(Natural language region descriptions)

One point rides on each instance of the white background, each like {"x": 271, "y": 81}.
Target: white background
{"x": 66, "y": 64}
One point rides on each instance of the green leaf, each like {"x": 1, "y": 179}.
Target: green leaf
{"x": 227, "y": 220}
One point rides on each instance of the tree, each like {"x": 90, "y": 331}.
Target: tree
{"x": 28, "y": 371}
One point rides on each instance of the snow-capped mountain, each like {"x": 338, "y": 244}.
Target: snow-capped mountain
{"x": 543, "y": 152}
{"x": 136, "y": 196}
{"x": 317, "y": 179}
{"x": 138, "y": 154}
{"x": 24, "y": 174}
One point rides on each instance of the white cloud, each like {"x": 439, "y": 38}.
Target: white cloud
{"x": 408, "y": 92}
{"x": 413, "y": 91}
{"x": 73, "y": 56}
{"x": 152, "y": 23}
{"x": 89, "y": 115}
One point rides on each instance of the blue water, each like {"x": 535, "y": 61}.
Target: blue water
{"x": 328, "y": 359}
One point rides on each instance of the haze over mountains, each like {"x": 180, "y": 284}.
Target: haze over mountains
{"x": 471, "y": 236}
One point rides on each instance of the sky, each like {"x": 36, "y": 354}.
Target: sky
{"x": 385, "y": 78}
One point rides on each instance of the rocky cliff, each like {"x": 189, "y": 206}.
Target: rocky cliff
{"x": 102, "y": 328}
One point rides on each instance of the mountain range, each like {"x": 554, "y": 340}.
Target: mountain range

* **What the task requires**: Only an exact copy of all the data will do as the answer.

* **Exercise solution**:
One point rides on each instance of the white background, each like {"x": 271, "y": 81}.
Target: white background
{"x": 66, "y": 64}
One point rides on each instance of the green leaf, each like {"x": 1, "y": 179}.
Target: green leaf
{"x": 227, "y": 220}
One point rides on each instance of the tree, each like {"x": 90, "y": 331}.
Target: tree
{"x": 28, "y": 371}
One point rides on each instance of the snow-capped mountain, each like {"x": 338, "y": 244}.
Target: snow-capped mountain
{"x": 543, "y": 152}
{"x": 136, "y": 196}
{"x": 317, "y": 179}
{"x": 138, "y": 154}
{"x": 24, "y": 174}
One point rides on each instance of the white cloud, each like {"x": 439, "y": 38}.
Target: white cloud
{"x": 408, "y": 92}
{"x": 413, "y": 91}
{"x": 73, "y": 56}
{"x": 152, "y": 23}
{"x": 89, "y": 115}
One point rides on each instance of the blue water, each like {"x": 535, "y": 61}.
Target: blue water
{"x": 328, "y": 359}
One point rides on each instance of the haze over mountains, each like {"x": 180, "y": 284}.
Target: haze over mountains
{"x": 471, "y": 236}
One point rides on each instance of the sky, each like {"x": 36, "y": 354}.
Target: sky
{"x": 385, "y": 78}
One point rides on each instance of the rocky cliff, each like {"x": 189, "y": 206}.
Target: rocky cliff
{"x": 102, "y": 328}
One point rides on each instance of the mountain range, each like {"x": 554, "y": 340}.
Target: mountain range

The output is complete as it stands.